_WRITTEN INSTRUCTION_
Count the lines in the items below that contain the string "climber", treating case as significant, and reply with that number alone.

-- Begin --

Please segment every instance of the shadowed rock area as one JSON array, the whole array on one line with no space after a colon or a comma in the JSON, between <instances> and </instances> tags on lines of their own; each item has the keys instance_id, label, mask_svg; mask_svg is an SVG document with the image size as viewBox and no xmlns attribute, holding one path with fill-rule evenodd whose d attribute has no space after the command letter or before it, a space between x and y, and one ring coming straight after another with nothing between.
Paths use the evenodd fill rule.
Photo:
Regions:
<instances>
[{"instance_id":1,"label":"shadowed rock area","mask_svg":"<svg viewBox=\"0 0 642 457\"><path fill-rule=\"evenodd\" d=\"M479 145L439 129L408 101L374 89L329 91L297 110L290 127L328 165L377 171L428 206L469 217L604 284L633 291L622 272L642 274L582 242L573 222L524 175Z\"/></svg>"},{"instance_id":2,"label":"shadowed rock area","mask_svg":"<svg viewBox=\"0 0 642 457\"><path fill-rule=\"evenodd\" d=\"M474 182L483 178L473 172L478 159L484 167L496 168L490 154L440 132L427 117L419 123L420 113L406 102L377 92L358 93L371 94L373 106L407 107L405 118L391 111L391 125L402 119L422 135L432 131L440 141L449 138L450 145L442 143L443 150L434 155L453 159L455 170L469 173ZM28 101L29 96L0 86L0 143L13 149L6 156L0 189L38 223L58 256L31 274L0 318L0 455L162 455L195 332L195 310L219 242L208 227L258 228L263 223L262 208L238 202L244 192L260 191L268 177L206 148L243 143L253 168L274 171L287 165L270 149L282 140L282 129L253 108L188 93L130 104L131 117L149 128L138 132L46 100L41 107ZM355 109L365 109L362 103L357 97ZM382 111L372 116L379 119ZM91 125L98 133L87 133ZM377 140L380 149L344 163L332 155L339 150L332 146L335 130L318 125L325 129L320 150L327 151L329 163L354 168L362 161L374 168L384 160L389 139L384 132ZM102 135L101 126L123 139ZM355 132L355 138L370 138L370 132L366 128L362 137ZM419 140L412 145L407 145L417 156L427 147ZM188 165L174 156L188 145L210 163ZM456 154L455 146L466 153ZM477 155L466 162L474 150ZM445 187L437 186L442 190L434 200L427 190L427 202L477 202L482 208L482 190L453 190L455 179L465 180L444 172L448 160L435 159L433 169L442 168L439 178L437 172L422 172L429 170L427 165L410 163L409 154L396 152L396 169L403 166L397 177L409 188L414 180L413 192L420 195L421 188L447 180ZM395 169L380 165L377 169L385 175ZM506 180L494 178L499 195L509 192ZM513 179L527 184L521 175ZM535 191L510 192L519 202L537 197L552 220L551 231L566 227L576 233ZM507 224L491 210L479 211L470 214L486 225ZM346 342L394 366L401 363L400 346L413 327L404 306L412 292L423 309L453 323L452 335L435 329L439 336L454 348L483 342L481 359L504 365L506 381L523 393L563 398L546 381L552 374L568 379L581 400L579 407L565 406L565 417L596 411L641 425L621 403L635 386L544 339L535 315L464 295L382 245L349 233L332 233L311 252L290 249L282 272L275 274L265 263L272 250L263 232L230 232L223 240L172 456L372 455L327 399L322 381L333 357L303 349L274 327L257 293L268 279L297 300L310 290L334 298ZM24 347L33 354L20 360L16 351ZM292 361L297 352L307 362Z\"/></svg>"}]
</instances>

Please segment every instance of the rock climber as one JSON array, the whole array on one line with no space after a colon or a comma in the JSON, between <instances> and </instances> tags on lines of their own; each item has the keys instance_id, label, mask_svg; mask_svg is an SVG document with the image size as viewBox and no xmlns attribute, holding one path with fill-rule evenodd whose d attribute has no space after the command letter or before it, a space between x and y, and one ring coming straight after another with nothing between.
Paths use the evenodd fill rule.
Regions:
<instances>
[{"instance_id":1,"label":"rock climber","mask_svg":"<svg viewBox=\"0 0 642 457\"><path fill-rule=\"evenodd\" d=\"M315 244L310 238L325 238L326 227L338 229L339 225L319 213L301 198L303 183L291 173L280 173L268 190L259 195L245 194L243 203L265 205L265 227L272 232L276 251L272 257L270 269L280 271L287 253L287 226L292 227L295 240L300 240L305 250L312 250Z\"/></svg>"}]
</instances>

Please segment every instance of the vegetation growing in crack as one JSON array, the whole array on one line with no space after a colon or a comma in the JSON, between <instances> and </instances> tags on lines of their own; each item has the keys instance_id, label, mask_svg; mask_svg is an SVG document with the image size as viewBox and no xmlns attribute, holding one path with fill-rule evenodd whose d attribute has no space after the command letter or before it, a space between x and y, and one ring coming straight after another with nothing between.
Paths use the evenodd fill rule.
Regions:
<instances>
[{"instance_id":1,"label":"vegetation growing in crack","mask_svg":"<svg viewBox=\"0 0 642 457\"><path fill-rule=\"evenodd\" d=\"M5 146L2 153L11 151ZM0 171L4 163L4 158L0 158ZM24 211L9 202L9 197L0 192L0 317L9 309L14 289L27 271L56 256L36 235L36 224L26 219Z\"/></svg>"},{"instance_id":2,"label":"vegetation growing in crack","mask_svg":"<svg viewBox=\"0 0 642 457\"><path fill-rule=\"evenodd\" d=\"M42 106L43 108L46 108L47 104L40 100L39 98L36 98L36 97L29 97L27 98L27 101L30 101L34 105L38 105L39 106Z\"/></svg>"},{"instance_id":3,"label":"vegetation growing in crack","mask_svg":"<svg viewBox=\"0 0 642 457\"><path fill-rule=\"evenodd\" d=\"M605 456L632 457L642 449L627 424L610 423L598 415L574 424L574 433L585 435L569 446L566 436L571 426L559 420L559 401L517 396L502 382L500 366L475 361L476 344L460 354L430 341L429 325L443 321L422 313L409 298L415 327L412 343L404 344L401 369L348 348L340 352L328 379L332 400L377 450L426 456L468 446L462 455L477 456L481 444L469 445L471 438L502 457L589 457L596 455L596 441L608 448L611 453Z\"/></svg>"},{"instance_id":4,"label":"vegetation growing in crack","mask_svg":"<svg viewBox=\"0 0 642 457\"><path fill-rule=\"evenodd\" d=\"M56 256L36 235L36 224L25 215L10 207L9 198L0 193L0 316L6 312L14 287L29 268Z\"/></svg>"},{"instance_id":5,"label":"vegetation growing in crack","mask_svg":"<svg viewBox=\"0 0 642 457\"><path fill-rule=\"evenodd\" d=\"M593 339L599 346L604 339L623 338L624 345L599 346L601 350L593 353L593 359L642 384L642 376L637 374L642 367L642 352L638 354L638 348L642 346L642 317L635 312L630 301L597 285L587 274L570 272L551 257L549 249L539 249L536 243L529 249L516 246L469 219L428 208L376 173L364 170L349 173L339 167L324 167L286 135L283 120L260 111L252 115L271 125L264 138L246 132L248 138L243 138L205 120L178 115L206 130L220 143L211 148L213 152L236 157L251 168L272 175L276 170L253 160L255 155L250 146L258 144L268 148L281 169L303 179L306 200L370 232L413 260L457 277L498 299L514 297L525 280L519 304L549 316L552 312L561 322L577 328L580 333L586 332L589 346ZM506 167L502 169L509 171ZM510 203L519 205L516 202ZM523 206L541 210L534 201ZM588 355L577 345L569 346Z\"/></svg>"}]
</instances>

-- End --

_THE SOLUTION_
2